• EXERCISE REQUIREMENTS:
From the data underneath, reproduce exactly the stretch that begins at the line with "28, row 142." and ends after the line with "98, row 14.".

[GIVEN RECORDS Boundary: Start]

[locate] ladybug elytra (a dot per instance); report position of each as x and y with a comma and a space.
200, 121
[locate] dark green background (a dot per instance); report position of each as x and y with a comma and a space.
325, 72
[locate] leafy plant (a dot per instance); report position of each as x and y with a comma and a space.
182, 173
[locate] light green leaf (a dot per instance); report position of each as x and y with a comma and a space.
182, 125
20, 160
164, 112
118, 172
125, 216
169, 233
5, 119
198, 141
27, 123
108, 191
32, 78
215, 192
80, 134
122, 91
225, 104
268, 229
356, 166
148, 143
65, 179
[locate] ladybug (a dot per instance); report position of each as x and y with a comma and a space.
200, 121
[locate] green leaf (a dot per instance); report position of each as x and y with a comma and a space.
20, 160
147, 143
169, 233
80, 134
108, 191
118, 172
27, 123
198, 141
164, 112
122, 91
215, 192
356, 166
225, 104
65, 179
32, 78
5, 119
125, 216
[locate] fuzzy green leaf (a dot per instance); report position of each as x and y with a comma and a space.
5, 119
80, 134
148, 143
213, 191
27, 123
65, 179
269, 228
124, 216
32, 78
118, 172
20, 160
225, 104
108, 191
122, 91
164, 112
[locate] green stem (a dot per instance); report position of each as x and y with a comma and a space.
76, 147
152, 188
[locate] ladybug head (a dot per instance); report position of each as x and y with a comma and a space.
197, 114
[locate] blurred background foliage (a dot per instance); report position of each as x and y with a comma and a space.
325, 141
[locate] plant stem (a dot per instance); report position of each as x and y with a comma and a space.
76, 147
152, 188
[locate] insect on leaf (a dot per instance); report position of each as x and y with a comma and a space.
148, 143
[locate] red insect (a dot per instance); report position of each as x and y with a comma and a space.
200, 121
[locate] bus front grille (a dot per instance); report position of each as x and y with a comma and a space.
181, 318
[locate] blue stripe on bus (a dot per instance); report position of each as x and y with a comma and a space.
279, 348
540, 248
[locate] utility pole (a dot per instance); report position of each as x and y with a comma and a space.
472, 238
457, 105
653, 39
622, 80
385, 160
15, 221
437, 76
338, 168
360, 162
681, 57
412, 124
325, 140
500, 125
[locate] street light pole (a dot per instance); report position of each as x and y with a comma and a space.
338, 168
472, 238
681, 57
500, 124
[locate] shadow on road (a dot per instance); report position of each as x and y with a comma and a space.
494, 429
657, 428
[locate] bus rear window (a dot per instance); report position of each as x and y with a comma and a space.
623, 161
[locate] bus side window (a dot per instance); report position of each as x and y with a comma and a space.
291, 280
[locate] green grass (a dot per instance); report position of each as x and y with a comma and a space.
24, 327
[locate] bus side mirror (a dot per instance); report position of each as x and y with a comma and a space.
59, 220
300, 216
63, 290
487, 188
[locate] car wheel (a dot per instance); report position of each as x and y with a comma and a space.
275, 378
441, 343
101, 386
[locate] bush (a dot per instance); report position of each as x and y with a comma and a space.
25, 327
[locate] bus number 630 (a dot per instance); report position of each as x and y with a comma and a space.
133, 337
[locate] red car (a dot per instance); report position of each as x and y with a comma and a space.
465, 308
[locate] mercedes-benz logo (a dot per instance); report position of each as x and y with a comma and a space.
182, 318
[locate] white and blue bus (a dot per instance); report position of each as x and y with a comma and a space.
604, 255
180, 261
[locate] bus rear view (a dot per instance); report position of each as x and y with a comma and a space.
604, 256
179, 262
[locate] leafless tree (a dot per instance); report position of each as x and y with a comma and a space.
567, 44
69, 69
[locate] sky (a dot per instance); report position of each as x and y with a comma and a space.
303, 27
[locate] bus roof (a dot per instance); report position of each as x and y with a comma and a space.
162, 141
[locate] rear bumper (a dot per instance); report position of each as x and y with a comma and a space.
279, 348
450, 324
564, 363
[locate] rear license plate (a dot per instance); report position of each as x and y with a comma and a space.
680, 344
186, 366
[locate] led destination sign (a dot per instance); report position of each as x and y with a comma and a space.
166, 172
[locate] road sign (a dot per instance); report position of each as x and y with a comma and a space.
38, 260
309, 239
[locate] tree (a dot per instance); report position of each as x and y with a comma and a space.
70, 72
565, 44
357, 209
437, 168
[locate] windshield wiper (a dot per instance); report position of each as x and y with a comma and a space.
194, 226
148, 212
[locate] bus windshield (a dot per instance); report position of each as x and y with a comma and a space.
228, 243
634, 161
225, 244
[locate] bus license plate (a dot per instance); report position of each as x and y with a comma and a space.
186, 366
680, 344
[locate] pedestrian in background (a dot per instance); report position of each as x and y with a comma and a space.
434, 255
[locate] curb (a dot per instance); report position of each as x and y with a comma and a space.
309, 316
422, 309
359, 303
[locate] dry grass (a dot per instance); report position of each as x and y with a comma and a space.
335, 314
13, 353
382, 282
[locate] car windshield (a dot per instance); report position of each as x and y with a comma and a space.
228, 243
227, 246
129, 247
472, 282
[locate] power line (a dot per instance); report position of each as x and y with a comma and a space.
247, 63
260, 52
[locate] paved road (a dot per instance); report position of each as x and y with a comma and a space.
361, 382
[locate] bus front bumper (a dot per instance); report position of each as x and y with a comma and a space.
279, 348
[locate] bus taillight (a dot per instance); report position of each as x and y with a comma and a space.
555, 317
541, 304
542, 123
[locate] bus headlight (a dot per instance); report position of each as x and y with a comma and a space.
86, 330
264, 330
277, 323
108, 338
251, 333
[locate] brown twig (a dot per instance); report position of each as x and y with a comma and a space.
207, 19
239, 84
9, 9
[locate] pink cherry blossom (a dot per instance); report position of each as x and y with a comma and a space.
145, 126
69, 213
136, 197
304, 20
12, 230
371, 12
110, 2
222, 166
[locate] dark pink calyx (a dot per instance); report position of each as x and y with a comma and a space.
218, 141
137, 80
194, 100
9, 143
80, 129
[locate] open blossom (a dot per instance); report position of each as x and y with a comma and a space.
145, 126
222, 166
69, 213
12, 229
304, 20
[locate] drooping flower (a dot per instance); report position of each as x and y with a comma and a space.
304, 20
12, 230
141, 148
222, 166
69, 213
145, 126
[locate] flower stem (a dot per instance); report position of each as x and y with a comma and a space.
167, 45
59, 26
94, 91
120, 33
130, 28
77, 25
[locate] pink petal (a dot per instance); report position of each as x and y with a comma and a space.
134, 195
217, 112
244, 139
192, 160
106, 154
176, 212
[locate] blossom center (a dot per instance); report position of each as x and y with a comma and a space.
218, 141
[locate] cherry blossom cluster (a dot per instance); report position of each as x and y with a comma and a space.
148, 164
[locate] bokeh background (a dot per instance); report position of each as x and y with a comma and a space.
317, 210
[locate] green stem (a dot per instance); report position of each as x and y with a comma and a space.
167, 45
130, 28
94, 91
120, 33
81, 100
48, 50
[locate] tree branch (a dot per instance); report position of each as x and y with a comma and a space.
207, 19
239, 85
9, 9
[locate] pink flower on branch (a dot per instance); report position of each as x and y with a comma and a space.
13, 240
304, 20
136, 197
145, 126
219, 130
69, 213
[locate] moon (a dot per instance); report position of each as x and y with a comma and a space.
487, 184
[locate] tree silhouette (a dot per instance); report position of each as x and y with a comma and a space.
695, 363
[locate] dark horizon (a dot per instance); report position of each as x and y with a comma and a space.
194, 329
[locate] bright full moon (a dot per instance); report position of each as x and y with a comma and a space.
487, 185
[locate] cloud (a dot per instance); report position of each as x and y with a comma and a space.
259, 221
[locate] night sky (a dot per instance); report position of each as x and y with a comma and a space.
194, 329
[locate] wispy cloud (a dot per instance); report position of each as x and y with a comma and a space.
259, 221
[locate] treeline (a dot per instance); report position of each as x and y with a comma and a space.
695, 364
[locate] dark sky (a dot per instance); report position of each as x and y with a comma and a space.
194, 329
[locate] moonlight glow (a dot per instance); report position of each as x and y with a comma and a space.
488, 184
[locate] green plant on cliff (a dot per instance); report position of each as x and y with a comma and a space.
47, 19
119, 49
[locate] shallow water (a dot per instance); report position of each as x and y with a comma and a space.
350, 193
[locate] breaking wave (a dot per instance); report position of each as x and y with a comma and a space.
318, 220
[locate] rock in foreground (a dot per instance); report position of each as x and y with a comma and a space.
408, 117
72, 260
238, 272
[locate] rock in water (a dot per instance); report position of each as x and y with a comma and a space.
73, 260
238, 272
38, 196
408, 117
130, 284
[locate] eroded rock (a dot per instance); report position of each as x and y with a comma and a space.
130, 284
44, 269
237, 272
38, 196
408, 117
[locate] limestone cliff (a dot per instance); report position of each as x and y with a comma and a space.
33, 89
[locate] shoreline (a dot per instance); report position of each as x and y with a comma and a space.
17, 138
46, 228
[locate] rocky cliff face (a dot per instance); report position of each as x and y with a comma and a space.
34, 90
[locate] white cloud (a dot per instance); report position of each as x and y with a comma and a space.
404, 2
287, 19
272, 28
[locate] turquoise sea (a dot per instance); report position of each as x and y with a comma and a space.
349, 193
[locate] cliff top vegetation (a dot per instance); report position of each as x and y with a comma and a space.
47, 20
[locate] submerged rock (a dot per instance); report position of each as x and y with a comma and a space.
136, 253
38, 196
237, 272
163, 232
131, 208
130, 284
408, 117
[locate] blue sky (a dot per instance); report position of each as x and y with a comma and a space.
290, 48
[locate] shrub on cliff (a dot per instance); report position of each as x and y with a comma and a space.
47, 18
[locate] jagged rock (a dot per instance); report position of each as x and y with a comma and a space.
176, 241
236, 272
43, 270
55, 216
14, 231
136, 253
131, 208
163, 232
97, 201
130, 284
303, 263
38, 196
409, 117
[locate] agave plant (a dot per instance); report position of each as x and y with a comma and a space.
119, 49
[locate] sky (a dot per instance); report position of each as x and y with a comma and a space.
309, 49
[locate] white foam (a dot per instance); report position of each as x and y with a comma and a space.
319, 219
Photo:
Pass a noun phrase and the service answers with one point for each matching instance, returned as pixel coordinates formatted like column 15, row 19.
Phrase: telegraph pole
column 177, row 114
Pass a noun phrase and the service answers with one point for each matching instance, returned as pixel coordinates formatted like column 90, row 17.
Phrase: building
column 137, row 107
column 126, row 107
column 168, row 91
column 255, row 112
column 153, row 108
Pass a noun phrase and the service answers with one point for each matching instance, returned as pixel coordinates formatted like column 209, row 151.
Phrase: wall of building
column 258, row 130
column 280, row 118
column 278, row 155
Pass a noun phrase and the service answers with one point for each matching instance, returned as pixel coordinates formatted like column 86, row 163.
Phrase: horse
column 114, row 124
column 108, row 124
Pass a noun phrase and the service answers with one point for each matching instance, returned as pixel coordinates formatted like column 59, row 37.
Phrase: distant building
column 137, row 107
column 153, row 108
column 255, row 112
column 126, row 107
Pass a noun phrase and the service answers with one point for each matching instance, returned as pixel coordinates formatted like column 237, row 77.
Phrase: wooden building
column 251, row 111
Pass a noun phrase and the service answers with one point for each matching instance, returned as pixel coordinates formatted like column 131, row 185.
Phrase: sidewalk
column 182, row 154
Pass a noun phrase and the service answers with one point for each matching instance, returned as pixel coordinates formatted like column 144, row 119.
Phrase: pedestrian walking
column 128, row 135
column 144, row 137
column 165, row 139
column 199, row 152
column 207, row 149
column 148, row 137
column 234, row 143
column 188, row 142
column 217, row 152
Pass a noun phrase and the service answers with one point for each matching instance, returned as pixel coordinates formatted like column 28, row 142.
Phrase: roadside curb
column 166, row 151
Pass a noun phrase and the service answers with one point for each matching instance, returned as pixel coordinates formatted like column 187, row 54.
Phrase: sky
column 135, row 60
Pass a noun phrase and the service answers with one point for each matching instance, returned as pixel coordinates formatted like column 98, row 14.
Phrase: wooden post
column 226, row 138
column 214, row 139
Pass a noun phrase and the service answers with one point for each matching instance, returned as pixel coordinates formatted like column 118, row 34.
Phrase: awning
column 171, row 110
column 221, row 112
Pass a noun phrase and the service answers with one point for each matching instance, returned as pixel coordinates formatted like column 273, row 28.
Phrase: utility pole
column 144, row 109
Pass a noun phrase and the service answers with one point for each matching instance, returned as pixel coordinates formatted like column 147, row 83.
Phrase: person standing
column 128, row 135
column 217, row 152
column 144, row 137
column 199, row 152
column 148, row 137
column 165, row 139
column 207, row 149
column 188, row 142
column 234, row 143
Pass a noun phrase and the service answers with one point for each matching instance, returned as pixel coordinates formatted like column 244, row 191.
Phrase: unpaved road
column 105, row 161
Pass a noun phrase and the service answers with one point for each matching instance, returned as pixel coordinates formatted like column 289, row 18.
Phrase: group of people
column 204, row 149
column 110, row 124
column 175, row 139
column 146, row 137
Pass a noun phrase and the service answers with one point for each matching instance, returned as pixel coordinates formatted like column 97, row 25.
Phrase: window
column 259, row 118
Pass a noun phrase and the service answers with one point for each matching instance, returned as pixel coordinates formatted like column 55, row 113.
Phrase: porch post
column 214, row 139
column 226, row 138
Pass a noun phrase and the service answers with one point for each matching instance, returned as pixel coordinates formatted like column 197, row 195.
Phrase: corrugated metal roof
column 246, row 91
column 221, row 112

[GIVEN RECORDS Boundary: End]

• YOUR RESPONSE:
Pass a noun phrase and the service answers with one point for each matching instance, returned as pixel coordinates formatted like column 28, row 142.
Phrase: roadside curb
column 166, row 151
Pass a noun phrase and the service answers with one point for each matching instance, returned as pixel coordinates formatted like column 187, row 54.
Phrase: sky
column 135, row 60
Pass a noun phrase and the service answers with one point for each matching instance, returned as pixel coordinates formatted like column 98, row 14.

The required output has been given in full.